◆ **Short problem**:
Copy nothing but the text: repeat each entry exactly and drop the images.

━━━━━━━━━━

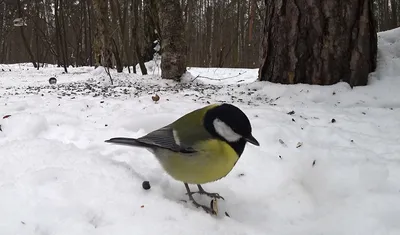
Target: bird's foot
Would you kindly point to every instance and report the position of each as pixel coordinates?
(207, 209)
(212, 195)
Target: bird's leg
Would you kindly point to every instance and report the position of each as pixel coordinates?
(213, 195)
(206, 208)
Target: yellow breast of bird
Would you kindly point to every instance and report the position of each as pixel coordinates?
(207, 165)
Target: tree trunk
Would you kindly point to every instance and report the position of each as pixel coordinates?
(103, 40)
(173, 44)
(318, 42)
(24, 40)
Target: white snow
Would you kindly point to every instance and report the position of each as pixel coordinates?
(311, 175)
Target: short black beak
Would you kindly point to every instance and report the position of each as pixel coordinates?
(252, 140)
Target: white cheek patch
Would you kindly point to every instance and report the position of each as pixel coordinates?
(176, 137)
(225, 131)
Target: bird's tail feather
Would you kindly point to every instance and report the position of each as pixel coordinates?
(125, 141)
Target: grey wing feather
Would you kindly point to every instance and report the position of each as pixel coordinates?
(164, 138)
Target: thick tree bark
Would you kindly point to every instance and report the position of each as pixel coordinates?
(318, 42)
(173, 44)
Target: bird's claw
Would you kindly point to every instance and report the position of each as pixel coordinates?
(205, 208)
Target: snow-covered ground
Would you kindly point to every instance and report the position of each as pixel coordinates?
(329, 160)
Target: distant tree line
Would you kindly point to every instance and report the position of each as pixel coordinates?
(123, 33)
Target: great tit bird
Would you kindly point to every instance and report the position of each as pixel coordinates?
(200, 147)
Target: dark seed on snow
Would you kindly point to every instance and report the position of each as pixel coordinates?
(146, 185)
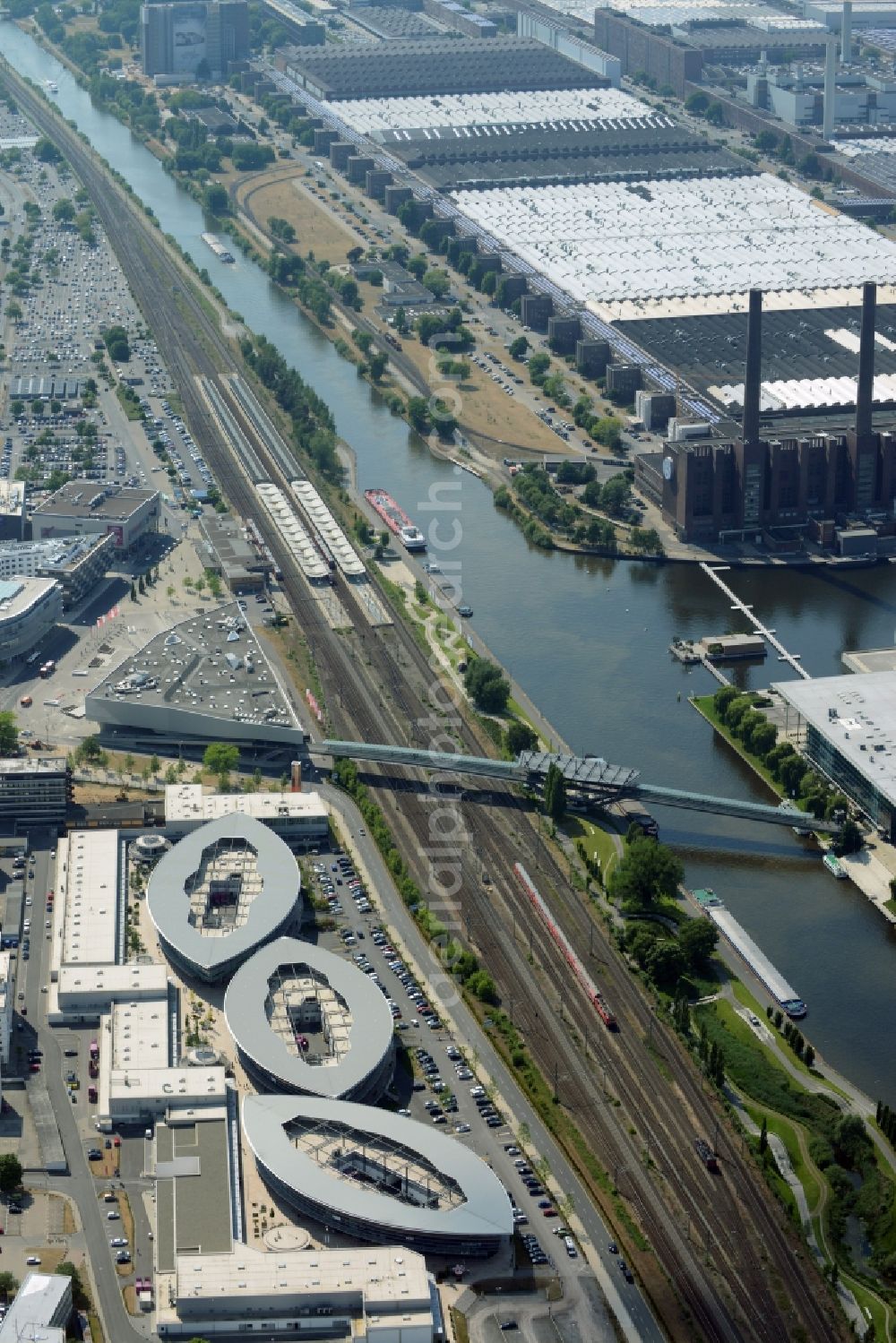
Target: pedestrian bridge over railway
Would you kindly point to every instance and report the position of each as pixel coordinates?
(587, 779)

━━━━━━━━━━

◆ **Right answer**:
Target: bird's foot
Would you kindly point to every instance and report the position of each as pixel coordinates?
(207, 209)
(212, 195)
Target: bird's leg
Would you kindly point to every instance and report the position of each as pixel coordinates?
(213, 195)
(206, 208)
Target: yellow breast of bird
Would you kindly point to every instance and report the position of each as pixel coordinates?
(207, 165)
Target: tree trunk
Would you kindly point to every instance and report the position of each as pixel coordinates?
(103, 40)
(173, 44)
(318, 42)
(24, 40)
Target: white snow
Would you kindly point to every instance and report the position of each as pixel coordinates?
(311, 175)
Target: short black beak
Would you kindly point to every instance and report the position of each as pixel coordinates?
(252, 140)
Target: white cheek patch
Would you kindly point to every instance and report the position of each as pixel coordinates?
(176, 137)
(225, 131)
Target: bird's tail feather
Would you kindly point to every instance and report the position of each as pixel coordinates?
(125, 141)
Target: grey wing feather
Would you kindly point to every instance and report the position of each as pixel coordinates?
(164, 138)
Target: thick tree bark
Would you kindly point to every instance and report the position of each as pixel coordinates?
(318, 42)
(173, 44)
Target: bird's claw
Would you kindly point to every instance and report the position of each as pixel coordinates?
(205, 208)
Target: snow-covered ground
Would you kindly point to every instance and report the position of each as pixel coordinates?
(329, 160)
Target: distant tree line
Would you kindly point to every instance and report the position of each as pixel coordinates?
(123, 33)
Target: great tit bird
Would you kindly point to every instance and report the position of each as pixel coordinates?
(200, 147)
Target: dark seed on snow
Would you kindly point to every instance and report the position of each as pixel coordinates?
(146, 185)
Target: pedestrian bridge over railway
Would you kindly point to every instance and report the position of each as pixel coordinates?
(587, 779)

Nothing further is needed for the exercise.